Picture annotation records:
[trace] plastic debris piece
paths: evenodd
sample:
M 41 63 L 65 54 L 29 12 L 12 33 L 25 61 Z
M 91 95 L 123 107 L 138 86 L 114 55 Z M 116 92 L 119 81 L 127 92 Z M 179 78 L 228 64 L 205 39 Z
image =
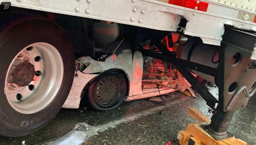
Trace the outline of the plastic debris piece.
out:
M 97 134 L 99 128 L 90 126 L 86 123 L 76 124 L 74 128 L 64 136 L 47 144 L 58 145 L 79 145 L 81 144 L 90 137 Z

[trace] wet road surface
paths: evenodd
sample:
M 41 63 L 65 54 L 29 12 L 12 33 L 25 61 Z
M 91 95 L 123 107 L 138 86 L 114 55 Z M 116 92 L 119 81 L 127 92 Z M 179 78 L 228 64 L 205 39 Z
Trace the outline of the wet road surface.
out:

Brief:
Reproduce every line of the records above verbatim, omitting the pictures.

Task result:
[trace] plastic debris piece
paths: evenodd
sample:
M 41 63 L 65 54 L 29 12 L 12 33 L 25 61 Z
M 91 95 L 123 107 L 138 86 L 114 55 Z M 116 92 L 119 81 L 127 92 Z M 179 78 L 228 64 L 205 39 Z
image =
Trace the outline of the plastic debris piece.
out:
M 97 134 L 99 128 L 90 126 L 86 123 L 76 124 L 74 128 L 64 136 L 47 144 L 58 145 L 79 145 L 81 144 L 90 137 Z

[trace] wet road surface
paths: evenodd
sample:
M 41 63 L 65 54 L 29 12 L 12 33 L 25 61 Z
M 91 95 L 123 107 L 138 86 L 114 55 Z M 116 92 L 119 81 L 127 92 Z M 179 78 L 228 64 L 205 39 Z
Trace the outline of the wet road surface.
out:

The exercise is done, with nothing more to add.